• [Task material]:
⁂
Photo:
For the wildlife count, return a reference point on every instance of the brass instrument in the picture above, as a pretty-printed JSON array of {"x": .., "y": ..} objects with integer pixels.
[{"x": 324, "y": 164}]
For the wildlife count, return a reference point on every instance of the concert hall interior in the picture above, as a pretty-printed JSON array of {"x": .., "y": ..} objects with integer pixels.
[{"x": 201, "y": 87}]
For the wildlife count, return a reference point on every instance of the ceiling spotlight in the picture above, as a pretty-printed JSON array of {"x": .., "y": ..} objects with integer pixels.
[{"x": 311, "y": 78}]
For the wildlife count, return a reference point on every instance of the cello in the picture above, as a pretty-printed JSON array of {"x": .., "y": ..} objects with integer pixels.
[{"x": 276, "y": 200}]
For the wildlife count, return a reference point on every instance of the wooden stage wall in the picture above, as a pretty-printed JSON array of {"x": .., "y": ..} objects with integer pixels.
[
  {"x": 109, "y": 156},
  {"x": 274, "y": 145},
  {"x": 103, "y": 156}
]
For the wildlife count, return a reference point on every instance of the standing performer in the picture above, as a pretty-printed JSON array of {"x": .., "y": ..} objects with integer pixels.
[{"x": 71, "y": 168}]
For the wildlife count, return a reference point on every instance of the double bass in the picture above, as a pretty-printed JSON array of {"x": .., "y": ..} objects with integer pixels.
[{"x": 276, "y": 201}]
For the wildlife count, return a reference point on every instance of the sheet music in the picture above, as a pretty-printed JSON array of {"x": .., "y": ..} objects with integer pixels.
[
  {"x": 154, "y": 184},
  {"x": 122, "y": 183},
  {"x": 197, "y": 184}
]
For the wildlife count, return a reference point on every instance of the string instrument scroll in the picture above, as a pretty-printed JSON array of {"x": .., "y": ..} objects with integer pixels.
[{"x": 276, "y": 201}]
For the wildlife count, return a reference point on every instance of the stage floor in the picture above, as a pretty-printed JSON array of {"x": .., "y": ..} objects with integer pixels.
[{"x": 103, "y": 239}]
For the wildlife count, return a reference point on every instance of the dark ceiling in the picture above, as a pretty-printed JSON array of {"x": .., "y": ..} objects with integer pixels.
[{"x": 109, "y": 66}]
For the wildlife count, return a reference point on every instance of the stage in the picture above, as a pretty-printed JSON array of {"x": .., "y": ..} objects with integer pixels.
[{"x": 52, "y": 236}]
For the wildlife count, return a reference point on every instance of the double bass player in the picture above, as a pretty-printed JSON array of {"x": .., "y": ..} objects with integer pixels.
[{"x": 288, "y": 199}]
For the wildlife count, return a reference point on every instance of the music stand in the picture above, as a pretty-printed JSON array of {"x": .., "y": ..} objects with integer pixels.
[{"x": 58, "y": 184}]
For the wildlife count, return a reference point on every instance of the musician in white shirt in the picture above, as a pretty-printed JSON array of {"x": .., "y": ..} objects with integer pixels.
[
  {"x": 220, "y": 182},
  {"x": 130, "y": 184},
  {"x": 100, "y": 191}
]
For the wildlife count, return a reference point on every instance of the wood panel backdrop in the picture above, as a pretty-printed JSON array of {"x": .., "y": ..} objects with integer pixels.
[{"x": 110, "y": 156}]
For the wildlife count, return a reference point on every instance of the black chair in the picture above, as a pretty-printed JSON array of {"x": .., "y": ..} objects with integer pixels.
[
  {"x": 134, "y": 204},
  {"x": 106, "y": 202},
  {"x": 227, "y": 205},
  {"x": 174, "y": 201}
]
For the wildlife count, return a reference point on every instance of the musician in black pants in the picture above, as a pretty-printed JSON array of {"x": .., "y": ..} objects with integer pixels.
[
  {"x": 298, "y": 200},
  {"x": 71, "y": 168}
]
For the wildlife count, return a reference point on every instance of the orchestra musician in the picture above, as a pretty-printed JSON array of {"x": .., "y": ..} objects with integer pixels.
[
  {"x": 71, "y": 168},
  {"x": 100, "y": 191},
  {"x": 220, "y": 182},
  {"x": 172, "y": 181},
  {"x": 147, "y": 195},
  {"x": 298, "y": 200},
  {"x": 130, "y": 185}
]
⁂
• [Your task]:
Transcribe the full listing exactly, leaving out no line.

• [Task response]:
Photo:
For the wildlife count, return a reference point on every instance of the brass instrument in the picture above, as a pretty-printed JSON array of {"x": .., "y": ..} objects with integer pixels.
[{"x": 324, "y": 164}]
For the wildlife count, return a reference point on every instance of the concert hall interior in the picture above, as a pretty-printed JSON array of {"x": .., "y": ..} objects with integer pixels.
[{"x": 201, "y": 87}]
For the wildlife count, return a reference point on every instance of the ceiling spotlight in the picture above, as a pretty-printed JSON array of {"x": .., "y": ..} objects with integer pixels.
[{"x": 311, "y": 78}]
For the wildlife count, return a reference point on every instance of the cello in the picture above, as a pretty-printed JSON array of {"x": .., "y": ..} objects with integer pixels.
[{"x": 276, "y": 200}]
For the wildlife count, return a reference point on every instance of the wooden stage wall in the picture above, as a pretty-printed JSON array of {"x": .., "y": ..} objects with integer pixels.
[
  {"x": 109, "y": 156},
  {"x": 274, "y": 145},
  {"x": 103, "y": 156}
]
For the wildlife count, return a reference point on every instance of the standing performer in the picture above, as a pretty-printed JSON array of {"x": .., "y": ..} objects with integer pixels.
[{"x": 71, "y": 168}]
For the wildlife count, return a reference point on every instance of the double bass in the picture above, as a pretty-printed JSON array of {"x": .., "y": ..} objects with integer pixels.
[{"x": 276, "y": 201}]
For the wildlife count, return a reference point on every instance of the sheet music in the picture above, as a pretty-printed JSON array of {"x": .., "y": ..} objects with integer pixels.
[
  {"x": 154, "y": 184},
  {"x": 122, "y": 183},
  {"x": 197, "y": 184}
]
For the wildlife count, return a reference point on every instance of the string instrument scroll in the picture above, as a pretty-printed JSON array of {"x": .., "y": ..} objects with integer pixels.
[{"x": 276, "y": 201}]
For the wildlife count, return a reference point on every instance of the stage floor in the picture above, as a pretty-printed JSON array of {"x": .., "y": ..} objects with integer pixels.
[{"x": 103, "y": 239}]
For the wildlife count, return a reference point on every instance of the dark ceiling in the picture above, as a pretty-printed JSON array of {"x": .., "y": ..} objects with integer pixels.
[{"x": 109, "y": 66}]
For the wildlife count, return a reference point on every instance of the stage in the picture above, as a pretty-printed JSON array of {"x": .., "y": ..} objects with integer pixels.
[{"x": 52, "y": 236}]
For the wildlife count, return a reference point on every instance of the double bass player in the picture above, as a pretty-printed JSON array of {"x": .., "y": ..} objects with integer pixels.
[{"x": 288, "y": 199}]
For the wildlife count, return a reference point on every instance of the music stand in the picture above, as a pretty-printed JSON array of {"x": .., "y": ..} objects with integer pixels.
[{"x": 58, "y": 184}]
For the wildlife count, return a reference point on every instance of the musician in white shirt in the picture above, as a pretty-printed JSON array of {"x": .., "y": ..} objects with integer pixels.
[
  {"x": 220, "y": 182},
  {"x": 130, "y": 184},
  {"x": 100, "y": 191}
]
For the wildlife count, return a reference point on every instance of the wood panel backdrop in the picture above, as a pretty-printed JSON array of {"x": .., "y": ..} objects with integer pixels.
[{"x": 110, "y": 156}]
For the wildlife count, return a reference point on every instance of the black chair in the picture above, as a pretty-printed JSON array of {"x": .., "y": ..} objects with integer pixels.
[
  {"x": 134, "y": 204},
  {"x": 106, "y": 202},
  {"x": 227, "y": 205},
  {"x": 174, "y": 201}
]
For the wildlife count, return a reference point on every instance of the musician in black pants in the picture above, as a pretty-printed JSON array of {"x": .., "y": ..} objects with integer pixels.
[
  {"x": 298, "y": 200},
  {"x": 71, "y": 168}
]
For the wildlife count, return a reference point on every instance of the orchestra musician in the picture above, as a pretty-printed JSON array of {"x": .., "y": ..} objects with integer pixels.
[
  {"x": 71, "y": 168},
  {"x": 100, "y": 191},
  {"x": 220, "y": 182},
  {"x": 172, "y": 181},
  {"x": 147, "y": 195},
  {"x": 298, "y": 200},
  {"x": 130, "y": 185}
]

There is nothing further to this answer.